▶ _Texto de origen_
A mi madre y mi padre, hijos del sur
Un periodista le preguntó a Gabriel García Márquez, en una entrevista publicada en Barcelona en 1979, si ya tenía nombre para la colección de cuentos próximos a entrar a la imprenta.
«Sí», dijo García Márquez, «los voy a titular con un verso de un gran poeta colombiano ya muerto y poco conocido, Aurelio Arturo. El título será Los días que uno tras otro son la vida».
Lástima que no fue así.
Siete años atrás, el profesor y ensayista Carlos Rincón, quien vivía en Alemania, le dijo en una entrevista a la escritora mexicana Elena Poniatowska que «la incapacidad para reconocernos entre nosotros mismos nos hace retardatarios y oscuros. El ejemplo más elocuente de esa situación es el de Aurelio Arturo (…) Es el poeta más grande de Colombia, un poeta digno de figurar en una antología de poetas ingleses, sin duda un poeta de la estatura de Vallejo o de Neruda».
Aurelio Arturo nació el 22 de febrero de 1906 en el municipio de La Unión (antiguamente Venta Quemada), en el también naciente departamento de Nariño. Tal y como sucedió en su vida, poco a poco fue creciendo el aprecio por su poesía tras su muerte, el 23 de noviembre de 1974.
Hijo de un padre solvente, vivió su infancia y adolescencia en la hacienda familiar, cabalgando potros y oteando vacas, enamorado de la naturaleza, los vientos, el sol, la luz, el agua, el silencio, los árboles, las hojas, la «yerba»; de las noches «balsámicas» y mágicas pobladas de hadas; del amor fraternal —«Vinieron mis hermanos por juntar con mi sueño, espigas de sus sueños»—; de los trabajadores, los constructores de caminos y del vecindario; al cuidado de una adorable nodriza negra; arrullado por las notas del piano que su madre acariciaba en la casa grande. A todo eso, «el cantor», como se definió en un poema, les cantó «a los cuatro vientos», con una belleza deslumbrante, en un lenguaje lleno de enigmas, metáforas y oxímoros:
En las noches mestizas que subían de la hierba
jóvenes caballos, sombras curvas, brillantes
estremecían la tierra con su casco de bronce
negras estrellas sonreían en la sombra con dientes de oro.

▶ _Datos mostrados_
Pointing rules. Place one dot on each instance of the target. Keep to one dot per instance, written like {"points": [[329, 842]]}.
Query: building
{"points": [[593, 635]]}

▶ _Objetivo planteado A_
Según el texto sobre Aurelio Arturo, ¿en qué municipio nació el poeta?
▶ _Objetivo planteado B_
Retoma el texto sobre Aurelio Arturo y continúalo por favor a partir del último verso citado.

▶ _Resultado final A_
En el municipio de La Unión (antiguamente Venta Quemada), en el departamento de Nariño.

▶ _Resultado final B_
Cursó estudios básicos en Pasto y partió a Bogotá a caballo con sus libros y sus pertenencias en el lomo
de una mula. Se graduó en Derecho en el Externado de
Colombia y desempeñó diversos cargos públicos entre judicatura, administración y docencia. Su pasión por la poesía se acrecentó cuando, como traductor de la Embajada de los Estados Unidos, tuvo la oportunidad de realizar una visita cultural a ese país. Fue políglota y conocedor de lo mejor de la literatura de su tiempo. Tradujo a Kavafis y a los poetas ingleses de su época.
Sus primeros poemas datan de finales de los años veinte del siglo pasado y tienen un gran acento social, por la influencia que acontecimientos de la época, como la Revolución rusa, tuvieron en su pensamiento: «Yo soy Juan de la Cruz, llamado el héroe/ que vio a la tierra buena enloquecer/ y beber salvajemente la sangre brava/ y vio caer a sus compañeros junto a la cruel bandera/bajo el cielo incendiado de la revolución».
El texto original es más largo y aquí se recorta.